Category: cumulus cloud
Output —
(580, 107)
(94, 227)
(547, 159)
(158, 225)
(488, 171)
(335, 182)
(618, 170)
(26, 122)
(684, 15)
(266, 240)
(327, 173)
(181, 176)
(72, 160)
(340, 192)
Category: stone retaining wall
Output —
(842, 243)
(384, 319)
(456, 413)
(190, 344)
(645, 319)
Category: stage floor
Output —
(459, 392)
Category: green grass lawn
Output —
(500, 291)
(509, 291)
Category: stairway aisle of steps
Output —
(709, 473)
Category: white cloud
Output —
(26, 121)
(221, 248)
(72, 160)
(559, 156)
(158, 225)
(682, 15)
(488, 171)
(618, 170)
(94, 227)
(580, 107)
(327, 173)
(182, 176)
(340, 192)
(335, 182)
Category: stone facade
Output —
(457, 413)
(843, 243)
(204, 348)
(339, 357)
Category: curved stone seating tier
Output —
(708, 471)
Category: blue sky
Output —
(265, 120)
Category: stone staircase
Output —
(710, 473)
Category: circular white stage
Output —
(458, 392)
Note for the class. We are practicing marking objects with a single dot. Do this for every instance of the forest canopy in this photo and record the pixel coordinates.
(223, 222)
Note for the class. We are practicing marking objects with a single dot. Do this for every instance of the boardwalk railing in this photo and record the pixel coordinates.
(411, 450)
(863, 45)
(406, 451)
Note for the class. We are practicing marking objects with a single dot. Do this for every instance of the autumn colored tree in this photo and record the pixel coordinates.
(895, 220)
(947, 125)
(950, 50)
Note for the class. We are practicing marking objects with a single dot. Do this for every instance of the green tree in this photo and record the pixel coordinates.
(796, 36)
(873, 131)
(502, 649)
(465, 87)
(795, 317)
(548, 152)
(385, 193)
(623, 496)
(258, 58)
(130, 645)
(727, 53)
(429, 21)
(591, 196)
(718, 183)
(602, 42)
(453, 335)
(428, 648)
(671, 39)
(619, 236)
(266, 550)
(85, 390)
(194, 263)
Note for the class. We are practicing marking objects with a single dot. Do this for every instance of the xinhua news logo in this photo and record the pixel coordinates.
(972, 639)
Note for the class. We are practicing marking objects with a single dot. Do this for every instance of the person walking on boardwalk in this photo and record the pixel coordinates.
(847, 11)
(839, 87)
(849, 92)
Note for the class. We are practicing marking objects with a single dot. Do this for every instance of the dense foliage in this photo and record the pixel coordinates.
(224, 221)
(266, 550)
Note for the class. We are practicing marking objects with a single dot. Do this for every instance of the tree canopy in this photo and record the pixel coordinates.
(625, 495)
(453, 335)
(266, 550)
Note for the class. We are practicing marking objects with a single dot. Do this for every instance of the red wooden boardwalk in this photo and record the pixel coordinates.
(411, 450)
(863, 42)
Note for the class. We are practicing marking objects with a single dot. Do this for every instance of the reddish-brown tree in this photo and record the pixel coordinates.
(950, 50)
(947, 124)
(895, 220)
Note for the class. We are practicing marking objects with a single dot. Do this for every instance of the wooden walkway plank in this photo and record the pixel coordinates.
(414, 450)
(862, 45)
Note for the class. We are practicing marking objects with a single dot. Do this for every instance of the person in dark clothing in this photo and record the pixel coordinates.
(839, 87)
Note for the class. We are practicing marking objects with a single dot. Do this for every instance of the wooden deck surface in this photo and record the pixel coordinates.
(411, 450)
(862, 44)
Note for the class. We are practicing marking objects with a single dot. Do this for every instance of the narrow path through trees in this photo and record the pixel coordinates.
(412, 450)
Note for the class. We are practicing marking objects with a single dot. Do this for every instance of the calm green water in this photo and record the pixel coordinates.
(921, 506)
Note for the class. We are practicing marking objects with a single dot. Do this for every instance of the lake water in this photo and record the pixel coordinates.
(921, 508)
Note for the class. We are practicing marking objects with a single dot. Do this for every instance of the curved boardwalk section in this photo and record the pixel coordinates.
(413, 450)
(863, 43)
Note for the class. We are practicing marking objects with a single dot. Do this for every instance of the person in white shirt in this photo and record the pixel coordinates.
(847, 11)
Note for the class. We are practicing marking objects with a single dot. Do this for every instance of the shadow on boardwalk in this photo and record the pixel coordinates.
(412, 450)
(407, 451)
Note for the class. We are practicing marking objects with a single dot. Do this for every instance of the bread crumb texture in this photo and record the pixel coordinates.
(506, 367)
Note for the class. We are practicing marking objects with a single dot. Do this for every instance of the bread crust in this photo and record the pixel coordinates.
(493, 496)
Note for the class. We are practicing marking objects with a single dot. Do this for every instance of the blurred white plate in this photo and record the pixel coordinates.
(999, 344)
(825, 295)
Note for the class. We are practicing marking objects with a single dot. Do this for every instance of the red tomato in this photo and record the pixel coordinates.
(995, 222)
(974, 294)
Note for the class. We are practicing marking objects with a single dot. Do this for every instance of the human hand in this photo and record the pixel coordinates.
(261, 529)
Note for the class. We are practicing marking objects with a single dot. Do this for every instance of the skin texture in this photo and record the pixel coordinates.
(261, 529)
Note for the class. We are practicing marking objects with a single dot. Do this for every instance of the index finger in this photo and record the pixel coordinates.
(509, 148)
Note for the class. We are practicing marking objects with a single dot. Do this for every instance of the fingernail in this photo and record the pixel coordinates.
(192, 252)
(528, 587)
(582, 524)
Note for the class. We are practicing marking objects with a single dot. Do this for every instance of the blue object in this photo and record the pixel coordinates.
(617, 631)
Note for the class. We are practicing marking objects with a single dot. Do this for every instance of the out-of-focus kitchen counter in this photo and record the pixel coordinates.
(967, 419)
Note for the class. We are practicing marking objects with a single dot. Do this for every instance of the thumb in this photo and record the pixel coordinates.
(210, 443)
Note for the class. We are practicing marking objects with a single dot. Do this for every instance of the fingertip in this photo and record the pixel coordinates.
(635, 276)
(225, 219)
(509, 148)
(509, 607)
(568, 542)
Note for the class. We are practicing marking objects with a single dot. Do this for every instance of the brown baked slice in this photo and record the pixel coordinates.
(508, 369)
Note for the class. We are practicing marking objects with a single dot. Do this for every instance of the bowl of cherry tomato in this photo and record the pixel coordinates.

Assigned task:
Retype every line of the material exactly as given.

Solution below:
Category: cumulus cloud
Output —
(580, 107)
(94, 227)
(547, 159)
(158, 225)
(488, 171)
(335, 182)
(618, 170)
(26, 122)
(684, 15)
(266, 240)
(327, 173)
(181, 176)
(72, 160)
(340, 192)
Category: stone retaining wall
Output —
(842, 243)
(384, 319)
(456, 413)
(190, 344)
(645, 319)
Category: stage floor
Output —
(459, 392)
Category: green grass lawn
Output —
(500, 291)
(509, 291)
Category: stairway aisle of steps
Output —
(709, 473)
Category: white cloud
Output —
(26, 121)
(221, 248)
(72, 160)
(559, 156)
(158, 225)
(682, 15)
(488, 171)
(618, 170)
(94, 227)
(580, 107)
(327, 173)
(182, 176)
(340, 192)
(335, 182)
Category: stone facade
Output —
(457, 413)
(843, 243)
(204, 348)
(339, 357)
Category: curved stone seating tier
Output —
(708, 471)
Category: blue sky
Output —
(265, 120)
Category: stone staircase
Output —
(710, 473)
Category: circular white stage
Output —
(458, 392)
Note for the class. We are practicing marking objects with a single dot. Do this for every instance of the forest canopy in this photo and record the pixel coordinates.
(223, 222)
Note for the class. We are practicing marking objects with a single dot. Do this for every instance of the boardwalk railing in this photo and record the pixel coordinates.
(411, 450)
(863, 45)
(406, 451)
Note for the class. We are practicing marking objects with a single dot. Do this for every instance of the autumn colored tree in this photo and record the pixel coordinates.
(895, 220)
(947, 125)
(950, 50)
Note for the class. We are practicing marking objects with a single dot. Do this for every instance of the green tree in this photo and record the pixel coordinates.
(796, 36)
(873, 131)
(502, 649)
(465, 87)
(795, 317)
(548, 152)
(385, 193)
(623, 496)
(258, 58)
(130, 645)
(727, 53)
(429, 21)
(591, 196)
(718, 183)
(602, 42)
(453, 335)
(428, 648)
(671, 39)
(619, 236)
(266, 550)
(85, 390)
(194, 263)
Note for the class. We are practicing marking objects with a single dot. Do this for every instance of the xinhua news logo in this photo and record the pixel coordinates.
(972, 639)
Note for the class. We are practicing marking objects with a single dot. Do this for every instance of the person walking on boardwalk in this photo and record the pixel coordinates.
(847, 11)
(839, 87)
(849, 92)
Note for the class. We are practicing marking objects with a single dot. Do this for every instance of the dense foliage in this photo and record the pixel coordinates.
(224, 221)
(266, 550)
Note for the class. We are practicing marking objects with a single dot. Do this for every instance of the tree canopy in this photo and record the pixel coordinates.
(625, 495)
(453, 335)
(266, 550)
Note for the class. We are practicing marking objects with a single dot. Do this for every instance of the red wooden boardwalk in this photo and record the pixel coordinates.
(411, 450)
(863, 42)
Note for the class. We are practicing marking objects with a single dot. Do this for every instance of the reddish-brown tree in this photo and record the pixel coordinates.
(950, 50)
(947, 124)
(895, 220)
Note for the class. We are practicing marking objects with a single dot. Do this for every instance of the wooden walkway plank in this photo and record the pixel coordinates.
(414, 450)
(862, 45)
Note for the class. We are practicing marking objects with a single dot. Do this for every instance of the person in dark clothing in this photo and record the pixel coordinates.
(839, 87)
Note for the class. We are practicing marking objects with a single dot. Do this for every instance of the wooden deck surface in this photo and record the pixel coordinates.
(411, 450)
(862, 44)
Note for the class. We are practicing marking objects with a single dot. Do this for every instance of the narrow path through trees in this photo and record the pixel coordinates.
(412, 450)
Note for the class. We are practicing marking objects with a single dot. Do this for every instance of the calm green water in this photo and record the pixel coordinates.
(921, 506)
Note for the class. We are practicing marking objects with a single dot. Do this for every instance of the lake water in this photo and record the pixel coordinates.
(921, 508)
Note for the class. We are practicing marking objects with a single dot. Do this for every instance of the curved boardwalk section in this photo and record the pixel coordinates.
(413, 450)
(863, 43)
Note for the class. We are practicing marking objects with a single dot. Do this for every instance of the person in white shirt in this photo and record the pixel coordinates.
(847, 11)
Note for the class. We are practicing marking objects with a single dot. Do this for every instance of the shadow on boardwalk in this photo and record the pixel coordinates.
(412, 450)
(407, 451)
Note for the class. We are practicing marking objects with a single dot. Do this for every instance of the bread crumb texture in this photo and record the pixel coordinates.
(506, 367)
Note for the class. We are practicing marking objects with a single dot. Do this for every instance of the bread crust in this photo and record the pixel coordinates.
(493, 496)
Note for the class. We are practicing marking objects with a single dot. Do this for every instance of the blurred white plate in this photo and record the pixel coordinates.
(999, 344)
(825, 295)
Note for the class. We are practicing marking objects with a single dot. Do this for every instance of the red tomato in this photo and record the pixel coordinates.
(995, 222)
(974, 294)
Note for the class. We are practicing marking objects with a single dot. Do this for every instance of the human hand in this photo and record the pixel coordinates.
(261, 529)
Note for the class. We are practicing marking objects with a single dot. Do this for every instance of the skin texture in this photo and record the pixel coordinates.
(261, 529)
Note for the class. We are practicing marking objects with a single dot. Do this for every instance of the index finger in this photo and record the pixel coordinates.
(509, 148)
Note for the class. We are practicing marking objects with a single dot. Do this for every instance of the fingernail in this photo and record the pixel coordinates.
(192, 252)
(528, 587)
(582, 524)
Note for the class. We are practicing marking objects with a single dot. Do this for every instance of the blue object in this photo and record the pixel coordinates.
(617, 631)
Note for the class. We are practicing marking objects with a single dot. Do this for every instance of the out-of-focus kitchen counter in this photo and record the pixel coordinates.
(967, 419)
Note for the class. We are practicing marking objects with a single dot. Do this for every instance of the thumb in this photo and record the pixel coordinates.
(210, 443)
Note for the class. We are practicing marking objects with a single dot. Do this for every instance of the fingertip in this photo and record the pixel coordinates.
(635, 276)
(225, 219)
(509, 148)
(509, 607)
(568, 542)
Note for the class. We are practicing marking objects with a single dot. Do this for every instance of the brown baked slice in this photo and record the pixel coordinates.
(508, 369)
Note for the class. We are practicing marking objects with a single dot. Do this for every instance of the bowl of cherry tomato in this photo and record the pixel coordinates.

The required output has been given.